◆ SUPPLIED ENTRIES

__________

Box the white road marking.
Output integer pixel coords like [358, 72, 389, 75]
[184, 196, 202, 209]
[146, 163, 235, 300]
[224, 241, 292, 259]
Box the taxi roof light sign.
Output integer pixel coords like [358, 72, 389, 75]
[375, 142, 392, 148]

__________

◆ YOUR TASK
Copy, character for character, the lines from the line that holds "Box the taxi roof light sign." through the final line of the records above.

◆ WRITTEN ANSWER
Box the taxi roof light sign.
Output integer pixel coords like [358, 72, 389, 75]
[375, 142, 392, 148]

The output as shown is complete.